- The records:
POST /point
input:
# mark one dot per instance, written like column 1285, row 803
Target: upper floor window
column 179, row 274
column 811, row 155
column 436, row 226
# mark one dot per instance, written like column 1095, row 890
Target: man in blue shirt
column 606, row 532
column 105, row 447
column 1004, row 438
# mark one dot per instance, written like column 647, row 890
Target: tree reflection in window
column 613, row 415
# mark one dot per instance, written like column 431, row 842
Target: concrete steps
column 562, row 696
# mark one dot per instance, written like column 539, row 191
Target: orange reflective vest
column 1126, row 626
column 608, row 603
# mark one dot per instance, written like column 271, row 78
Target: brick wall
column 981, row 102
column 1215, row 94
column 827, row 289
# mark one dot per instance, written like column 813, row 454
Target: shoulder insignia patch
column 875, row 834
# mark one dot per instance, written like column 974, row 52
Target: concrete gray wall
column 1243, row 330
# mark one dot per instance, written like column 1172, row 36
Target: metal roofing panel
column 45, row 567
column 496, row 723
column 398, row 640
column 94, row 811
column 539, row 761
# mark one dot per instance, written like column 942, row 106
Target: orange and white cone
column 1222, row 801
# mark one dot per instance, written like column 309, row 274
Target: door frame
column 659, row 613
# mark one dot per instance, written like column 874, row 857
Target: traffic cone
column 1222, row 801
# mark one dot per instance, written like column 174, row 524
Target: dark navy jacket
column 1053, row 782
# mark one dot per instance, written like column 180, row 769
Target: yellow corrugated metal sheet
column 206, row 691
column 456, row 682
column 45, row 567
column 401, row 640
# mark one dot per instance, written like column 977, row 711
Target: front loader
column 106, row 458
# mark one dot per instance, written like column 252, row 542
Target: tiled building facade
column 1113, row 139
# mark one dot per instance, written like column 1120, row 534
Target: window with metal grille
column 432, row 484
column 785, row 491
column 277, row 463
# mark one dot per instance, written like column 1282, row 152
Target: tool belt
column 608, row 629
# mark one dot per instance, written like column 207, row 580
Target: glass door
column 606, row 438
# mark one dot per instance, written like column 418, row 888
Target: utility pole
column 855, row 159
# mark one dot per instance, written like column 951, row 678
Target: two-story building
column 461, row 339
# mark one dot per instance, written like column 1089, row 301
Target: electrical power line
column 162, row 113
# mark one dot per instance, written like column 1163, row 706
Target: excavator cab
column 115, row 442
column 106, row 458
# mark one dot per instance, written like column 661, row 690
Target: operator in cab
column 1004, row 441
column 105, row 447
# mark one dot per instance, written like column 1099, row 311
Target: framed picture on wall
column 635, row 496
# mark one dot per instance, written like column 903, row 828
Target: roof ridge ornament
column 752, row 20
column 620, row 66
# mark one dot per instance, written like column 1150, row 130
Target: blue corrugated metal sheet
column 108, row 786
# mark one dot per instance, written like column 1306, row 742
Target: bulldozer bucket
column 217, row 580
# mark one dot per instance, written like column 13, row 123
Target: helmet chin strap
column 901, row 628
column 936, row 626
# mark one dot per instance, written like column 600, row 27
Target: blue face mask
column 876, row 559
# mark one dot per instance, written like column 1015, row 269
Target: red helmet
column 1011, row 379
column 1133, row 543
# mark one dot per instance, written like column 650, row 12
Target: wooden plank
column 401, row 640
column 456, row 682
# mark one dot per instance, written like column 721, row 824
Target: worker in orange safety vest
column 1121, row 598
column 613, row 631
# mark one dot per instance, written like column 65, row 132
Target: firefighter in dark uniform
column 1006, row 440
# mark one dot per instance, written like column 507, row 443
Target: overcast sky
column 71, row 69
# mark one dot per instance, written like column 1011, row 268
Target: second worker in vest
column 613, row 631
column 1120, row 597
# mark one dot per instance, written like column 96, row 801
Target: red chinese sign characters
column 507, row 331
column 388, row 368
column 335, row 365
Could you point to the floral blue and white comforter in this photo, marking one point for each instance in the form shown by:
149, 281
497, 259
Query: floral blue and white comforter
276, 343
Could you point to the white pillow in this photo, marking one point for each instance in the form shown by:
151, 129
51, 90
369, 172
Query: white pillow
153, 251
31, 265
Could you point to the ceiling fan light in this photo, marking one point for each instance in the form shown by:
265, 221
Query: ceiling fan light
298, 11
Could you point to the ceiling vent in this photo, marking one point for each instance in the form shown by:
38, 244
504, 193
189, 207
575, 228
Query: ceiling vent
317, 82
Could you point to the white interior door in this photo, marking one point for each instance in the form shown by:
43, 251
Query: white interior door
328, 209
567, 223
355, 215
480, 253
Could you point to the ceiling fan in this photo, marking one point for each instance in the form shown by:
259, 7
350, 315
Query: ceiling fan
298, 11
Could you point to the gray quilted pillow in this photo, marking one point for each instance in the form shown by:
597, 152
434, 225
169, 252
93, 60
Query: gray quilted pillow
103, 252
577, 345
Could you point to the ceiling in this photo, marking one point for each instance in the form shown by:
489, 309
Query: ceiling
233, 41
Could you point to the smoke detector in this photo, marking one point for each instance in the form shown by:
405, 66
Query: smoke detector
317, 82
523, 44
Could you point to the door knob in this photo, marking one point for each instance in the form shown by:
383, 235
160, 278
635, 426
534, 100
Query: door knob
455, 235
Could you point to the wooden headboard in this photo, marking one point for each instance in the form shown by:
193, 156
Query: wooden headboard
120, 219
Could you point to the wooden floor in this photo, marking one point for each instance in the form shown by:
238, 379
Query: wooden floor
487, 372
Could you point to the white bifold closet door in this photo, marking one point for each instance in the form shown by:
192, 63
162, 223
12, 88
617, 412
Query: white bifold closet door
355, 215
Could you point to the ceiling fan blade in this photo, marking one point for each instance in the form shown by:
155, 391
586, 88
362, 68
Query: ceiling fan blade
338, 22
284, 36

- Work request: Repeat exactly the lines of the data from the first one through the line with "# mark one dot per instance, written like column 942, row", both of them included.

- Your solution:
POST /point
input:
# mark one dot per instance, written like column 1285, row 803
Target: upper floor window
column 179, row 274
column 811, row 155
column 436, row 226
# mark one dot per instance, written like column 1095, row 890
Target: man in blue shirt
column 606, row 532
column 105, row 447
column 1004, row 438
# mark one dot per instance, written like column 647, row 890
Target: tree reflection in window
column 613, row 415
# mark one dot per instance, written like column 431, row 842
Target: concrete steps
column 562, row 696
# mark one dot per instance, written like column 539, row 191
Target: orange reflective vest
column 1126, row 626
column 608, row 603
# mark one dot per instance, written like column 271, row 78
Target: brick wall
column 981, row 102
column 1215, row 94
column 827, row 289
# mark one dot per instance, written like column 813, row 454
Target: shoulder insignia patch
column 875, row 834
# mark one dot per instance, written like column 974, row 52
Target: concrete gray wall
column 1243, row 330
# mark one dot per instance, written like column 1172, row 36
Target: metal roofing panel
column 45, row 567
column 496, row 723
column 398, row 640
column 94, row 811
column 539, row 761
# mark one dot per instance, written like column 942, row 106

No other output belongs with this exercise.